- mmap() --- why use and how it works
    ~ it's a convenient way to load files into memory
      and have the OS handle the details
    ~ typically loading programs is a effectively a bunch of mmap() calls
        - load code with read-only
        - load initial values of globals copy-on-write

    ~ how mmap() works
        process contrl block contains a list of mmap()'d regions
            0x1000-0x5000 come from foo.exe bytes 4096 and on
        on a page fault, the OS can lookup the mmap() region and use that
            if page fault at 0x1400, then "load" the page that contains bytes 4096-... of foo.exe

        pages that are mmap()'d can be shared with the page cache
            OS is already chching file data
            don't copy when loading for mmap()
            just map the PTE point to the cached copy
                (and make the sure the cached copy doesn't go away)

        also means mmap() can be used to share memory between programs

- how much inodes point to directly and indirectly
    big idea of an inode: all the file data in one place
    but since inode is fixed-size, need a way to store large and small files
        want to allocate variable amounts of space to file

    part of the data about where a file is is in the inode
        most notably: "direct pointers"
    part of the data about where a file is 
        --- if the file is too big --- needs to go elsewhere
        and inode contains pointer(s) to this extra metadata
            "(1x/2x/3x/...)-indirect pointers"

    support 1-100KB files well, but also handle >> 1GB files well

    first blocks: "direct pointers" --> what blocks is the file data in
        fixed number stored in node for the first several blocks of the file
        most files are small, so this is all most files need

    if direct pointers in the inode aren't enough, we need more of them
        solution: allocate more blocks of direct pointers
            (why a block? b/c we don't allocate smaller units on disk)

    next set of blocks: "indirect pointer" --> points to a block of direct pointers

    following that: "double-indirect pointer"
        well, we couldn't fit enough indirect pointers, so allocate a whole block of them
            and each of those indirect pointers can have a whole block of direct pointers they
            point to

    following that: "triple-indirect pointeR"

════════════════

**EXERCISES TO COMPLETE**
1. Answer these questions from the mmap() and inode notes:
(a) What does a process control block contain?
(b) With what protection is code loaded when a program is loaded?
(c) What does an "indirect pointer" point to?
2. Set down the passage of the mmap() and inode notes between "pages that are" and "loading for mmap()", inclusive.
The listing after this point is separate material, unconnected to the mmap() and inode notes.

[Pointing dataset records]
════════════════

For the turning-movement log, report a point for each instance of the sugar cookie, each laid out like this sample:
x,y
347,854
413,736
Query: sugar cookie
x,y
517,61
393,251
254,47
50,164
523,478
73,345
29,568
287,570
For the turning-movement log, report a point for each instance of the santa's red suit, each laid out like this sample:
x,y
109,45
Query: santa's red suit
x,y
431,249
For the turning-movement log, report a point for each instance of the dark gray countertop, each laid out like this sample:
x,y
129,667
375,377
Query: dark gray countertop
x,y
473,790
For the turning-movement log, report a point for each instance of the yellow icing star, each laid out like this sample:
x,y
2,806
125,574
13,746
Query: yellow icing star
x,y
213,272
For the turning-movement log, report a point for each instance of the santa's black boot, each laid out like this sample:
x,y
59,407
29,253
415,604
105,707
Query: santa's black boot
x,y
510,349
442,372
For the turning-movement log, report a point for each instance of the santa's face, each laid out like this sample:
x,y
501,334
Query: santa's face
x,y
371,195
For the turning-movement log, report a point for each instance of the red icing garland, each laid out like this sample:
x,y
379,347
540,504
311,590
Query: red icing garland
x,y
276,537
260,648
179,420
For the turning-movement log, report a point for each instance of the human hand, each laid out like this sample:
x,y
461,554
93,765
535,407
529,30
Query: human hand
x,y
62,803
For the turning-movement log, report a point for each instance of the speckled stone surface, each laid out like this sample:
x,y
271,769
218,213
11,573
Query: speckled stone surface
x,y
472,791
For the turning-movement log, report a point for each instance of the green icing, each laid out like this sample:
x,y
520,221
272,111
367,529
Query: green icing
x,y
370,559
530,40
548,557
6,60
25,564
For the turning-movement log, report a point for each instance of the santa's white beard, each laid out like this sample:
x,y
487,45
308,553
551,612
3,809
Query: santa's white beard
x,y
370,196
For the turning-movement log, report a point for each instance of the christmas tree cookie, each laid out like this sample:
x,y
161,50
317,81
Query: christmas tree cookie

════════════════

**CORRECT ANSWERS**
1.
(a) A list of mmap()'d regions.
(b) Read-only.
(c) A block of direct pointers.

2.
pages that are mmap()'d can be shared with the page cache
            OS is already chching file data
            don't copy when loading for mmap()